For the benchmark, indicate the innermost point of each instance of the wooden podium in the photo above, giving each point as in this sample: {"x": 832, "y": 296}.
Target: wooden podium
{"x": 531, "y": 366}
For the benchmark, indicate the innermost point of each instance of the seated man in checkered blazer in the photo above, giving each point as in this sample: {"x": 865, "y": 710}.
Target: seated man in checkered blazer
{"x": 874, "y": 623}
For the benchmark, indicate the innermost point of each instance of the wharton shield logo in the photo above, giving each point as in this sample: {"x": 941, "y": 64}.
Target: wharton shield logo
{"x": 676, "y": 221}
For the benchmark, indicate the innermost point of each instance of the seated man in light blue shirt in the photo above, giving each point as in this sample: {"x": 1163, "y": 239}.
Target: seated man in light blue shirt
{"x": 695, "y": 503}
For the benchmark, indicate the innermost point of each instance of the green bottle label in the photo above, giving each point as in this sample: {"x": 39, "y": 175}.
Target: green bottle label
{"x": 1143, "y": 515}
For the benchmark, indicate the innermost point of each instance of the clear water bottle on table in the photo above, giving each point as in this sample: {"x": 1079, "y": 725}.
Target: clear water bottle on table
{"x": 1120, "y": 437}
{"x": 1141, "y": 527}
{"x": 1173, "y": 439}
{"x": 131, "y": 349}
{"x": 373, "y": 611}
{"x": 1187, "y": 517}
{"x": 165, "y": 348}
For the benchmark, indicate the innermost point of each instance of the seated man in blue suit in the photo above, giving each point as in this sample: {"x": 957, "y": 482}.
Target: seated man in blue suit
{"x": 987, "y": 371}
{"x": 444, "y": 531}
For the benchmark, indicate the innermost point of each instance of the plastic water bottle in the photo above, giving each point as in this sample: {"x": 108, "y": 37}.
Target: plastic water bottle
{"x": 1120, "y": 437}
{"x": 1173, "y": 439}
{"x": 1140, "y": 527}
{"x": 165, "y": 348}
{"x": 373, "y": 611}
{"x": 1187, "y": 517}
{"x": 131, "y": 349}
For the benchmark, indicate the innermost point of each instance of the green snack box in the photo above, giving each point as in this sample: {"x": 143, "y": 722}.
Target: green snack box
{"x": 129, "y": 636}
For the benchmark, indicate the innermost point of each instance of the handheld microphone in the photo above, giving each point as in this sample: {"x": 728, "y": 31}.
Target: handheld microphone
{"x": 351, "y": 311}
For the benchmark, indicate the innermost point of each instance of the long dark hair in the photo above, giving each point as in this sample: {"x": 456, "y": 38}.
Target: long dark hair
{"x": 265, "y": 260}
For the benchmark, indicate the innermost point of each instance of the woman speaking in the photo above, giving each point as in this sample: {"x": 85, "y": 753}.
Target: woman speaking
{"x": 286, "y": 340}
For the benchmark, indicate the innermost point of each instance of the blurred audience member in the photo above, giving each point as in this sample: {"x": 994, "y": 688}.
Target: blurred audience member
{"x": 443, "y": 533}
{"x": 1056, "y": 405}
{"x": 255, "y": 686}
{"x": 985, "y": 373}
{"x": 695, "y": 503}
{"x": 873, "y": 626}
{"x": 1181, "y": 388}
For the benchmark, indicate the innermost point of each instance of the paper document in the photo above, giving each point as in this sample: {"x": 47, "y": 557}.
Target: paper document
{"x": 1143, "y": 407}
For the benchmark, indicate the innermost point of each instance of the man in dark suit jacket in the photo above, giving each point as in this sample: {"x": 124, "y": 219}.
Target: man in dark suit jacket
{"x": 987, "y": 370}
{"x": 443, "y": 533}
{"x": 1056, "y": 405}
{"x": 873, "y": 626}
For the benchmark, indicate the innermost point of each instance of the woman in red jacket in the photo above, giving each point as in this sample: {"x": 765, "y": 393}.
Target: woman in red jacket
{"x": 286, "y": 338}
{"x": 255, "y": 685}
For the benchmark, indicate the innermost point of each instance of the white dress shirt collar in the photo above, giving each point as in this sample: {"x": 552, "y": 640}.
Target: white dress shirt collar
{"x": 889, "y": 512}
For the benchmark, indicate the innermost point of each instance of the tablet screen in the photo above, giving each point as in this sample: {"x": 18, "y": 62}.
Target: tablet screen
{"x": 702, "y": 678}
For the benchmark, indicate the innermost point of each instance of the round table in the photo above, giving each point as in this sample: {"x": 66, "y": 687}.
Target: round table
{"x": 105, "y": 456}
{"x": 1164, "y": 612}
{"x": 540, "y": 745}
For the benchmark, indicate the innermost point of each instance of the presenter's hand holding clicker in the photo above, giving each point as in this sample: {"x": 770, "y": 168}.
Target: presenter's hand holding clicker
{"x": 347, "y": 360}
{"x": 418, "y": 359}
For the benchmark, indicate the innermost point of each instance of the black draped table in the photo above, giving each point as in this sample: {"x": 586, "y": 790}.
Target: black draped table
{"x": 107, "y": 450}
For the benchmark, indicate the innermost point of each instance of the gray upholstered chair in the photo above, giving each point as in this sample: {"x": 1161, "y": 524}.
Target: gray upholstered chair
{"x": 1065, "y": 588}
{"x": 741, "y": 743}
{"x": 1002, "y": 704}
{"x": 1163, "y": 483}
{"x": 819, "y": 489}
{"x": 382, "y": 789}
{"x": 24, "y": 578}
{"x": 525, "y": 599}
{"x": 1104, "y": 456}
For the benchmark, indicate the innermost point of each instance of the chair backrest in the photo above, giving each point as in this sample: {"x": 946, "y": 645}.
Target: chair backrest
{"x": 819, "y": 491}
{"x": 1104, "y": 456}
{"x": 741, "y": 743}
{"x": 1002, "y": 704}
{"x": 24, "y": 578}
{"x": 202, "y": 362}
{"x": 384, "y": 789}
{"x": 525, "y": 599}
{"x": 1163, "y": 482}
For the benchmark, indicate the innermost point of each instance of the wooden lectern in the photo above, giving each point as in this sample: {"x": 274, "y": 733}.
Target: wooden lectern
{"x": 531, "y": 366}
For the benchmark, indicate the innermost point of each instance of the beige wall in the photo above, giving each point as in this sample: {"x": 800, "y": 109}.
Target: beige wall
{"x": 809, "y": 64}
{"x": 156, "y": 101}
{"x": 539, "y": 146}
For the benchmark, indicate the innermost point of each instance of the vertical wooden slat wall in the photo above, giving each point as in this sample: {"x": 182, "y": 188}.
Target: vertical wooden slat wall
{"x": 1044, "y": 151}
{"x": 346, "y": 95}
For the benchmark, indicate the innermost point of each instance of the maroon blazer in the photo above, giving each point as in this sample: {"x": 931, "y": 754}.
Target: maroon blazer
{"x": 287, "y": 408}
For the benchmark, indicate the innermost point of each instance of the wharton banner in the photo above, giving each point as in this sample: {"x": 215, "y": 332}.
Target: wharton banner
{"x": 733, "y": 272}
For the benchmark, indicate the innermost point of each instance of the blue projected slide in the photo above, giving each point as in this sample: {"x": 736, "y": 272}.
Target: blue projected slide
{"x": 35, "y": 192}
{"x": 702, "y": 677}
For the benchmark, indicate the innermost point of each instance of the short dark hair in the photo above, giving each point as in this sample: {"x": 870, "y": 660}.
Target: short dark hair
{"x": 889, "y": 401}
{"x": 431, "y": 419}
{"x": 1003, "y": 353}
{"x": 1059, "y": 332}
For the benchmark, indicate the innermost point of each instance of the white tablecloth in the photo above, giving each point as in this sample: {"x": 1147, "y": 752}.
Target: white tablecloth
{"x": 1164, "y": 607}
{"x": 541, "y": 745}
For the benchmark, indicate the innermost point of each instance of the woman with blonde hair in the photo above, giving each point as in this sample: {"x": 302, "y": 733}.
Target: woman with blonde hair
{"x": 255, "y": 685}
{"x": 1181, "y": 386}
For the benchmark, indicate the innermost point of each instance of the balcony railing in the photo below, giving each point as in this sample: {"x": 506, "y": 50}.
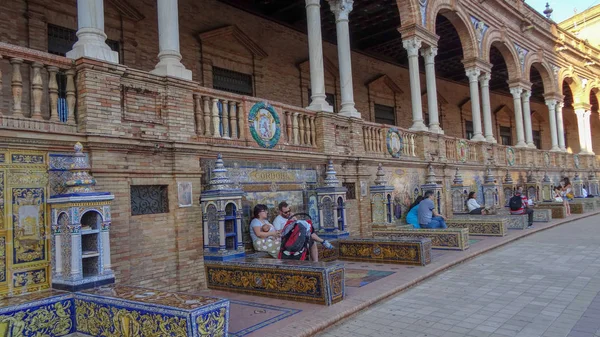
# # # #
TO DO
Pick out and copy every line of the records above that contains the word "short". Treat uppercase and lowercase as different.

TASK OUTPUT
For the benchmark, indicate the innermost point of each instance of the short dark hair in the photo above, giving each point as in this sample: {"x": 870, "y": 660}.
Target: short dark hair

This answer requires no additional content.